--- START DATASET ROWS ---

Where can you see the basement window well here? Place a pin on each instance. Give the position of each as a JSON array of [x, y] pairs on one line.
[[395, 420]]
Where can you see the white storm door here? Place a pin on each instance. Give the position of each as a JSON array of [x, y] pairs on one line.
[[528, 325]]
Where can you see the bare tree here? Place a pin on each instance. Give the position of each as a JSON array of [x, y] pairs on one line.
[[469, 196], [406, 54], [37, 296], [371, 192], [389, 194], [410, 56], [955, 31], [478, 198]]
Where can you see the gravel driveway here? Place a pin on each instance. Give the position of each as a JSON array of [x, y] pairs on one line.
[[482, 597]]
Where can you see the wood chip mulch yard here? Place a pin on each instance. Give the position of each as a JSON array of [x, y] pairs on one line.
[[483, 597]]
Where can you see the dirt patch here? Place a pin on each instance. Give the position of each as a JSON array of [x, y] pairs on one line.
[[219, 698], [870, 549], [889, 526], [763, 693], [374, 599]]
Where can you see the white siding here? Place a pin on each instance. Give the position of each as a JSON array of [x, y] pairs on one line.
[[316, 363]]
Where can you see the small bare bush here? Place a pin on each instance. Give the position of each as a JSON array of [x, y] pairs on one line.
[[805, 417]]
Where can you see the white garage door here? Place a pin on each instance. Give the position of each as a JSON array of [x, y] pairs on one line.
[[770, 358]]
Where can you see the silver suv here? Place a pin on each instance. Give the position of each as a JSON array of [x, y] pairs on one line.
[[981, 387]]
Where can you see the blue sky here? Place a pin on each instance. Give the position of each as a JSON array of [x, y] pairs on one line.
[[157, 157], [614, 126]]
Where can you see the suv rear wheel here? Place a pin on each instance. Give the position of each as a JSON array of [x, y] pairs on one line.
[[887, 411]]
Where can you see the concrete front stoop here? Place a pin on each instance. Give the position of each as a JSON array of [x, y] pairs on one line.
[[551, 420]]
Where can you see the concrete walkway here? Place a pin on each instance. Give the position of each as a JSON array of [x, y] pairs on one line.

--- END DATASET ROWS ---

TO BE DONE:
Can you lay out everything from the start of the entries above down to the line containing "[[770, 358]]", both ends included, as a Markdown table with the columns Row and Line? Skip any blank lines.

OUTPUT FOR THIS TASK:
| Row | Line |
|---|---|
| 1 | Where can you see the basement window well here? Place a pin on each instance. Give the position of each as a JSON array of [x, y] pairs on one line. |
| 2 | [[395, 420]] |
| 3 | Where can you see the white storm door here? Place a pin on each instance. Give the position of each as a JSON array of [x, y] pairs on one line. |
| 4 | [[528, 325]] |
| 5 | Where can you see the bare tree here? Place a pin on each instance. Give the position of each as a JSON array of [x, y] pairs on one line. |
| 6 | [[469, 196], [406, 54], [37, 296], [371, 192], [389, 194], [410, 56], [955, 31], [478, 198]] |
| 7 | Where can you see the gravel driveway here? Place a pin on each instance. Give the position of each as a JSON array of [x, y] pairs on one line. |
| 8 | [[482, 597]] |
| 9 | Where can you see the wood chip mulch yard here? Place a pin on each instance. Give the position of each as a JSON array of [x, y] pairs on one line. |
| 10 | [[483, 597]] |
| 11 | Where can you see the dirt patch here? Place a pin on each instance. Give the position of each as a JSON array of [x, y] pairs on one line. |
| 12 | [[219, 698], [870, 549], [889, 526], [763, 693], [374, 599]] |
| 13 | Where can you see the white siding here? Place a pin on each instance. Give the position of each as a JSON array of [x, y] pairs on one line. |
| 14 | [[316, 363]] |
| 15 | Where can you see the small bare bush here? Place a pin on each instance. Give the position of each as a JSON array of [x, y] pairs on one line. |
| 16 | [[805, 417]] |
| 17 | Where can you see the white garage door here? Place a pin on each instance. Give the position of each as a JSON array of [x, y] pairs on one line. |
| 18 | [[770, 358]] |